● **Texte cité**:
Tous ces événements se réaliseront, n’en doutons pas, ils sont certains d’une certitude absolue, comme l’est Dieu lui même, comme l’est son esprit de vérité, qui n’est sujet à aucune erreur ni à aucun changement.
On peut affirmer, à la vérité, que tous, tant que nous sommes ici, nous aurons quitté ce bas monde avant d’être les témoins de cette grande scène de désolation et de ruine ; Jésus Christ pourtant a jugé utile que nous en soyons renseignés, parce que ces grandes vérités ne sont pas d’un ordre spéculatif, mais qu’elles sont destinées à exercer sur la conduite de notre vie des effets pratiques et immédiats.

En effet, si la terre et tout ce qu’elle renferme doivent un jour disparaître par le feu, les biens de ce monde ne sont pas plus estimables que le bois et que la paille ; et alors, à quoi bon en faire l’objet de nos désirs et de nos préoccupations ? Pourquoi chercher à bâtir et à laisser des traces de notre génie et de notre puissance, là où nous n’avons pas de demeure permanente, et où la figure de ce monde sera emportée comme une tente qui n’a pas de voyageurs à abriter ?
Dirons nous que cet effrayant cataclysme ne se réalisera que dans les siècles des siècles ? Mais Jésus Christ nous dit que ces siècles des siècles ne sont qu’un instant auprès de l’Éternité, et lorsque le moment sera venu, lorsque des régions de la vie future nous serons les témoins et les acteurs de ce drame suprême, toute la durée de l’humanité nous semblera si courte, que c’est à peine si nous jugerons qu’elle a eu la durée d’un jour [39].
Saint Paul, le grand prophète, pour qui le temps n’avait pas de mesure, ni l’espace d’étendue, s’y croyait déjà transporté. Saint Jérôme dans sa grotte de Bethléem, entendait la trompette du jugement éveillant les morts, et ses cheveux se hérissaient de crainte, sa chair et ses os tressaillaient d’un indicible frisson. Enfin, Jésus Christ nous dit de méditer ces grands enseignements, car il est certain que nous serons surpris, et que l’heure viendra plus tôt que nous ne le pensons.

A la fin du XIVe siècle, un personnage extraordinaire parut au fond des Espagnes. Il s’appelait Vincent Ferrier. Prophète et thaumaturge dès sa jeunesse, il grandit au milieu de l’étonnement universel ; l’Esprit de Dieu reposa sur lui, il s’empara de son cœur et l’enflamma d’un zèle inconnu depuis saint Paul. Il posséda son corps qu’il soutint malgré son extrême faiblesse au milieu des plus accablantes fatigues et des plus rudes austérités. Dans ses mains il mit le pouvoir des miracles, enfin il ouvrit ses lèvres à la parole la plus prodigieusement puissante que depuis saint Paul l’humanité ait jamais entendue. Être surhumain, quoiqu’il fût homme, il refusa constamment les dignités que le Pape le pressait d’accepter. Sa vie fut une prière, un jeûne, une prédication continue. – Pendant vingt ans, il parcourut l’Europe, et pendant vingt ans l’Europe frémit, palpita sous la chaleur et à la flamme de ses accents inspirés [40].

● **Matériel extrait**:
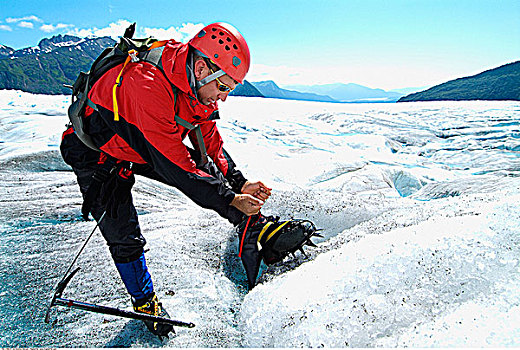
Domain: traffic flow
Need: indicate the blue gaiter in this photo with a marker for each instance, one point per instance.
(136, 278)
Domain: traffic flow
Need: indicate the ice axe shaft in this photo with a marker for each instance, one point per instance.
(106, 310)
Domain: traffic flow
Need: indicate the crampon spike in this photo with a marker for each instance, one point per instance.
(303, 252)
(309, 242)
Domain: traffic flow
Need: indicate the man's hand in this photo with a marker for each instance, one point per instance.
(247, 204)
(257, 189)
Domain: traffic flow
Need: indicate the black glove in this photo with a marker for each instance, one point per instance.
(117, 191)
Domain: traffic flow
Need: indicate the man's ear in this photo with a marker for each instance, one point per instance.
(200, 69)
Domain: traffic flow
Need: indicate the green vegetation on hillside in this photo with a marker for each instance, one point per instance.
(502, 83)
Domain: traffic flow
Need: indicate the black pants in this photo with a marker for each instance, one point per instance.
(123, 233)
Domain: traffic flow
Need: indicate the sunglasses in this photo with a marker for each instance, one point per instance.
(221, 86)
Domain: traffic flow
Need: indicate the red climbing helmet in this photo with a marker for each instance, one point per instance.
(224, 45)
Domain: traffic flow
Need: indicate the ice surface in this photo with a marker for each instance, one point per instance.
(419, 202)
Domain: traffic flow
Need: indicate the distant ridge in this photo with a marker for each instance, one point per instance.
(270, 89)
(246, 89)
(44, 69)
(501, 83)
(350, 92)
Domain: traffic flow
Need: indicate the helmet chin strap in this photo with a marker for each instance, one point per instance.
(210, 78)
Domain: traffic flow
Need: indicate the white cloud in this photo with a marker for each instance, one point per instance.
(383, 76)
(114, 30)
(25, 24)
(182, 33)
(31, 18)
(49, 28)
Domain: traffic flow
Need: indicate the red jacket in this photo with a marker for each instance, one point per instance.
(147, 132)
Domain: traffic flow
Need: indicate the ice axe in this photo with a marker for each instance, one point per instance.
(57, 299)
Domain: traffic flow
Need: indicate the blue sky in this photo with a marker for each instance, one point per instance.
(380, 44)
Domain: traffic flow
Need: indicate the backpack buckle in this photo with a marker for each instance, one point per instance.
(133, 55)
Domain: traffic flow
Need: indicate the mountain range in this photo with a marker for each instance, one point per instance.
(501, 83)
(44, 69)
(56, 61)
(350, 92)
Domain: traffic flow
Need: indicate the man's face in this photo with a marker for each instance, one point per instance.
(210, 93)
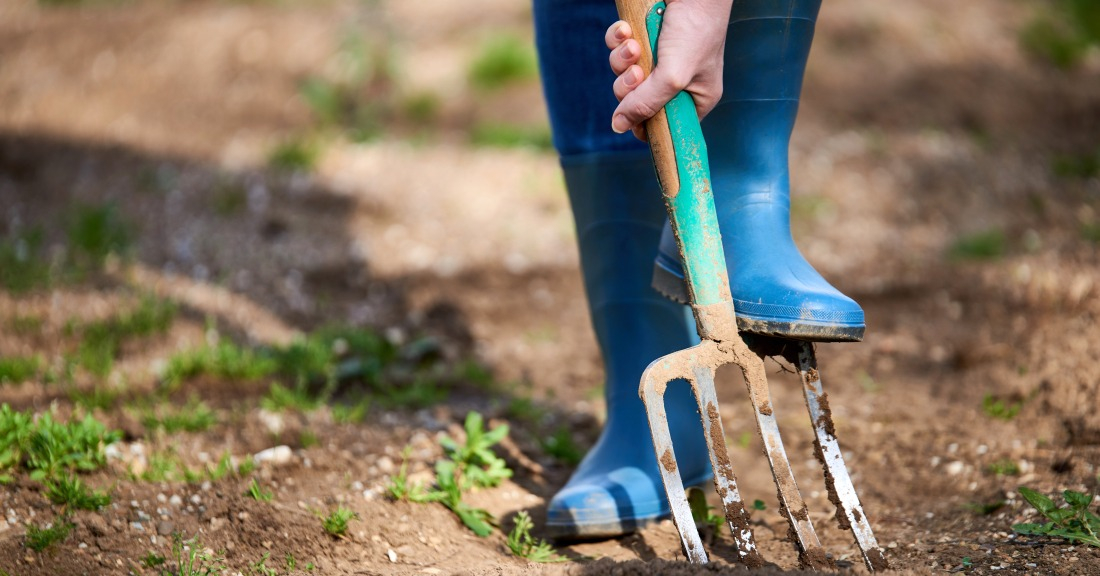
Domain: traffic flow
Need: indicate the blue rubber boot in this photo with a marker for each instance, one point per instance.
(776, 290)
(617, 488)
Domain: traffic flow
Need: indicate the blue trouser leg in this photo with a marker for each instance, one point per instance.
(618, 213)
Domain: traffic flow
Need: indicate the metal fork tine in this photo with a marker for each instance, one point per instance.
(792, 506)
(849, 513)
(655, 380)
(725, 482)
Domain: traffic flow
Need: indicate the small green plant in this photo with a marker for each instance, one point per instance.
(336, 522)
(46, 447)
(523, 544)
(224, 361)
(702, 512)
(95, 233)
(986, 245)
(257, 493)
(22, 265)
(1004, 467)
(102, 341)
(191, 560)
(39, 539)
(295, 155)
(298, 398)
(474, 460)
(499, 135)
(193, 417)
(70, 493)
(1074, 522)
(400, 489)
(18, 369)
(999, 408)
(1064, 32)
(152, 560)
(503, 61)
(451, 484)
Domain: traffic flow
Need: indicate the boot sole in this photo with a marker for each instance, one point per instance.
(672, 287)
(595, 531)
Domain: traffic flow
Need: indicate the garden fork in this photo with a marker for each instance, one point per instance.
(681, 162)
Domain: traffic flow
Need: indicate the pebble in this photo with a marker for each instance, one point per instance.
(275, 455)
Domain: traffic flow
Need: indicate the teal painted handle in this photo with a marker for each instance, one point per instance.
(691, 210)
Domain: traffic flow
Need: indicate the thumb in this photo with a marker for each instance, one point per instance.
(646, 100)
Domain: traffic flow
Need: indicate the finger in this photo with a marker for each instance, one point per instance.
(627, 81)
(625, 55)
(617, 33)
(645, 100)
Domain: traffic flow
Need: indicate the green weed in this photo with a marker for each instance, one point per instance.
(98, 398)
(351, 413)
(498, 135)
(39, 539)
(193, 417)
(224, 360)
(299, 398)
(102, 341)
(18, 369)
(336, 522)
(46, 447)
(191, 560)
(23, 267)
(503, 61)
(702, 512)
(1074, 522)
(1000, 409)
(95, 233)
(295, 155)
(523, 544)
(1064, 32)
(474, 458)
(451, 485)
(400, 489)
(987, 245)
(73, 494)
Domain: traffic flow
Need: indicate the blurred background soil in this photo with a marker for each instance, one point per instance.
(287, 165)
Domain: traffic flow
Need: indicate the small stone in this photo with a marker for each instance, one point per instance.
(275, 455)
(165, 528)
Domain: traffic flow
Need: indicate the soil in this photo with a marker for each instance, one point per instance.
(921, 123)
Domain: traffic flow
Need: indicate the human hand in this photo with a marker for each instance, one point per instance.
(690, 57)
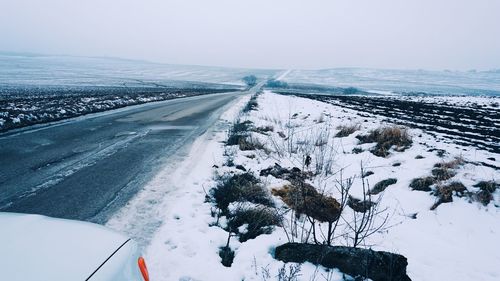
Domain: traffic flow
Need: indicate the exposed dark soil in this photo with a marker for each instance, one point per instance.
(20, 107)
(470, 126)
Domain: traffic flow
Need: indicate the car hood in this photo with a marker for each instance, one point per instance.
(35, 247)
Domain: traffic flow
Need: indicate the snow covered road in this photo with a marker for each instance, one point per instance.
(88, 168)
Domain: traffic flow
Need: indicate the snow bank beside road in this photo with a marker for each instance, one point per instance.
(456, 241)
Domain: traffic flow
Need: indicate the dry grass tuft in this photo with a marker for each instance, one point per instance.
(346, 130)
(305, 199)
(387, 138)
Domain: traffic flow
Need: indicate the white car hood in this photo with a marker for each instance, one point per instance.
(34, 247)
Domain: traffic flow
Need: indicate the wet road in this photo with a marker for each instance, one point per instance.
(88, 168)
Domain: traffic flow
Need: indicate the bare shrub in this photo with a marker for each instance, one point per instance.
(358, 205)
(485, 193)
(238, 131)
(365, 224)
(264, 129)
(357, 150)
(251, 143)
(445, 193)
(445, 170)
(346, 130)
(227, 256)
(289, 272)
(489, 186)
(304, 199)
(251, 104)
(387, 138)
(422, 184)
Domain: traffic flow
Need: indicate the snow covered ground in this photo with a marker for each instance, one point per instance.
(456, 240)
(402, 81)
(67, 71)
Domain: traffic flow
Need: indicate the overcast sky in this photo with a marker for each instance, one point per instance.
(428, 34)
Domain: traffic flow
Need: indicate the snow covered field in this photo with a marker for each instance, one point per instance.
(446, 233)
(20, 109)
(67, 71)
(402, 81)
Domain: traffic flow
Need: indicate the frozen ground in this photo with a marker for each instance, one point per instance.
(402, 81)
(455, 241)
(66, 71)
(38, 89)
(21, 109)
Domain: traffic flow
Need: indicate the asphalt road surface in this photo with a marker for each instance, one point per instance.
(87, 168)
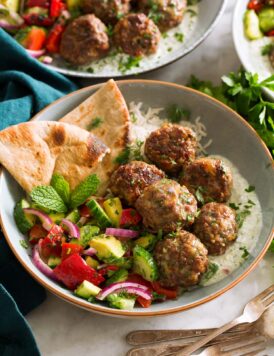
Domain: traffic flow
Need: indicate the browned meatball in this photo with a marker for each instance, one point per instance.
(83, 40)
(166, 206)
(165, 13)
(271, 56)
(137, 35)
(210, 177)
(108, 11)
(216, 227)
(171, 147)
(181, 260)
(129, 180)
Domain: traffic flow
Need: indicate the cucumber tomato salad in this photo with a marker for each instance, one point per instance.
(93, 246)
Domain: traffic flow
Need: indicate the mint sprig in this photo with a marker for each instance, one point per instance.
(61, 186)
(47, 197)
(84, 190)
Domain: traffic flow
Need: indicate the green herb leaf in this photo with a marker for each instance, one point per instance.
(47, 197)
(61, 186)
(84, 190)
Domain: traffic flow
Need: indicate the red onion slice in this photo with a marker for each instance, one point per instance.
(122, 286)
(73, 229)
(125, 233)
(41, 265)
(45, 219)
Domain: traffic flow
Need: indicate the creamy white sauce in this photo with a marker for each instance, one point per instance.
(109, 66)
(146, 121)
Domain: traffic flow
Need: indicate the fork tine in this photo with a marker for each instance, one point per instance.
(264, 293)
(267, 302)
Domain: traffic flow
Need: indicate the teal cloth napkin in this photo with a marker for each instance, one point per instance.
(26, 87)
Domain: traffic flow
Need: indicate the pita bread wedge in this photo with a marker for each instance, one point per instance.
(33, 151)
(106, 115)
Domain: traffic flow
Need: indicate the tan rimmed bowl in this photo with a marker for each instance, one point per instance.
(232, 137)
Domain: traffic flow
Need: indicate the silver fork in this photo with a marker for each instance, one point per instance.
(252, 311)
(251, 345)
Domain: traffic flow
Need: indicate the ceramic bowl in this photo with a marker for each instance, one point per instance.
(249, 52)
(231, 137)
(208, 13)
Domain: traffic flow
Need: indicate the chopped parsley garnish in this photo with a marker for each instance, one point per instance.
(245, 252)
(95, 123)
(266, 50)
(250, 189)
(179, 36)
(175, 113)
(24, 244)
(129, 63)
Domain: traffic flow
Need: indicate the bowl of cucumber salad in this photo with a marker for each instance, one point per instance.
(178, 220)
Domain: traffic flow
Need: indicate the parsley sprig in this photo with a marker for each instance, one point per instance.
(243, 92)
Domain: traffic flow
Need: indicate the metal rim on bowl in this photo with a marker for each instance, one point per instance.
(235, 35)
(211, 26)
(112, 312)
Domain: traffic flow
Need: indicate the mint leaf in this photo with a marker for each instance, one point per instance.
(84, 190)
(47, 197)
(61, 186)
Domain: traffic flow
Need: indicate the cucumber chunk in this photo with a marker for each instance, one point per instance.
(23, 221)
(99, 213)
(251, 25)
(87, 290)
(144, 264)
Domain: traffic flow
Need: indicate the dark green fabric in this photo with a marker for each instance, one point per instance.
(26, 87)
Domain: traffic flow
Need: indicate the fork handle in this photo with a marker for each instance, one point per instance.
(203, 341)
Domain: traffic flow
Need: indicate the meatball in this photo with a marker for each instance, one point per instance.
(216, 227)
(181, 260)
(165, 13)
(108, 11)
(171, 147)
(211, 177)
(129, 180)
(271, 56)
(137, 35)
(83, 40)
(166, 206)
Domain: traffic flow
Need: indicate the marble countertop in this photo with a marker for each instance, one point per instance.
(62, 329)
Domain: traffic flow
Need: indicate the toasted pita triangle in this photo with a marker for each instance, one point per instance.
(108, 106)
(33, 151)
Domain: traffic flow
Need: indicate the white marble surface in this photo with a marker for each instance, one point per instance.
(62, 329)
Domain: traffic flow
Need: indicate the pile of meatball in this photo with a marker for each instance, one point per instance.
(135, 28)
(164, 192)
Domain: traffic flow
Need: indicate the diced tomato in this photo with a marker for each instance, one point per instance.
(73, 271)
(270, 33)
(37, 20)
(38, 3)
(33, 39)
(170, 293)
(84, 211)
(54, 38)
(144, 302)
(108, 270)
(69, 249)
(36, 233)
(51, 245)
(256, 5)
(130, 217)
(56, 7)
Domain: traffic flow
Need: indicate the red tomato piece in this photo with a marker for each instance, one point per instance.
(170, 293)
(84, 211)
(51, 244)
(69, 249)
(73, 271)
(54, 38)
(36, 233)
(130, 217)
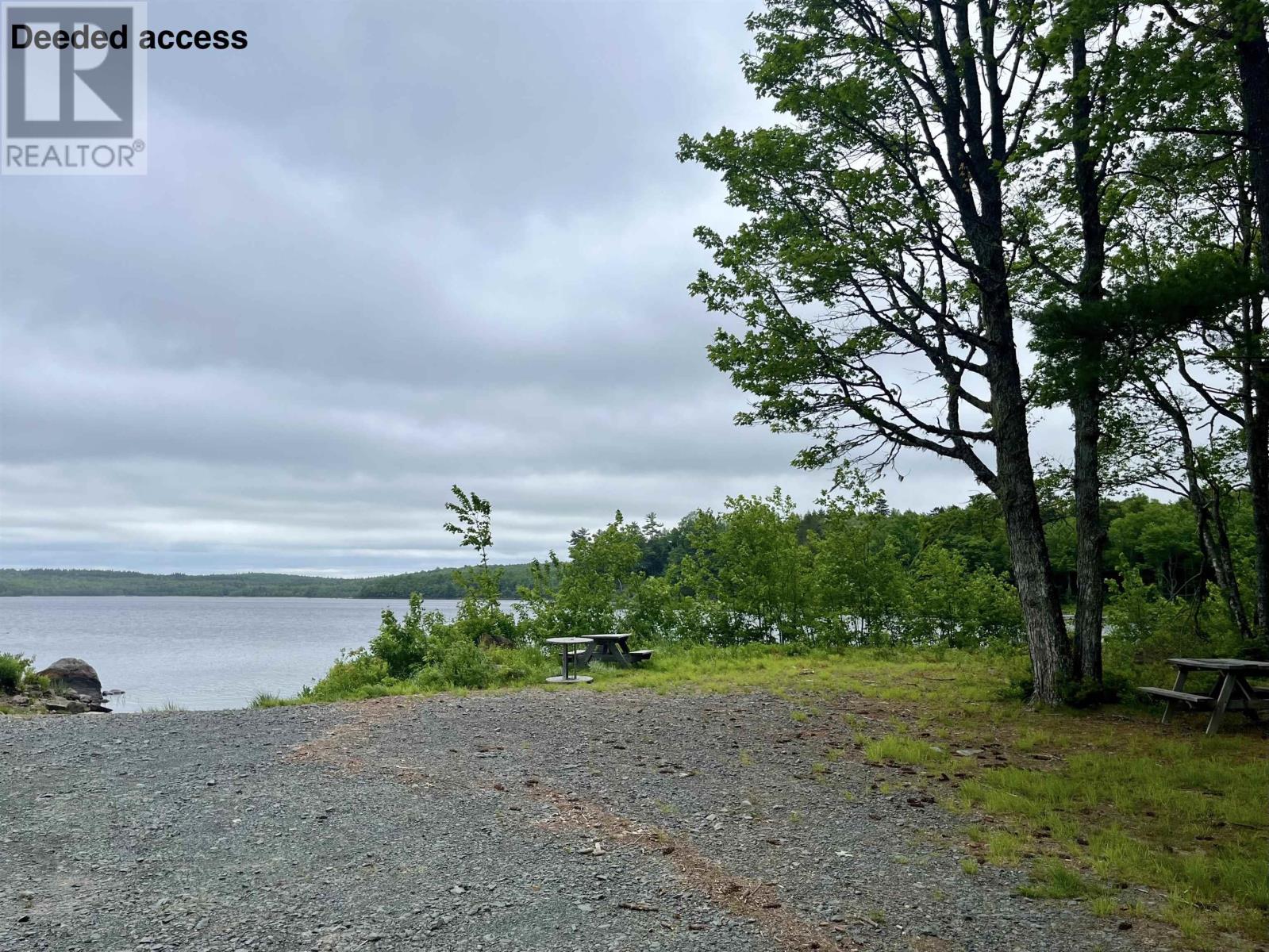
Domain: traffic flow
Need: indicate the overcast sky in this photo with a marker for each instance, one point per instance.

● **Consigne**: Reprenez le texte sur la fin des temps et Vincent Ferrier juste après sa dernière phrase.

● **Résultat**:
Le jugement dernier était le sujet favori de ses prédications. Lui même annonçait au monde qu’il avait été envoyé spécialement par le souverain Juge pour annoncer l’approche des derniers jours.
Or, c’était un jour à Salamanque, ville par excellence des théologiens et des savants. Un peuple innombrable se pressait pour entendre l’envoyé du Ciel. Tout à coup, élevant la voix au milieu de l’assemblée : Je suis, dit il l’ange de l’Apocalypse que saint Jean vit voler par le milieu du Ciel et qui criait à haute voix : « Peuples, craignez le Seigneur et rendez lui gloire, parce que le jour du jugement approche ».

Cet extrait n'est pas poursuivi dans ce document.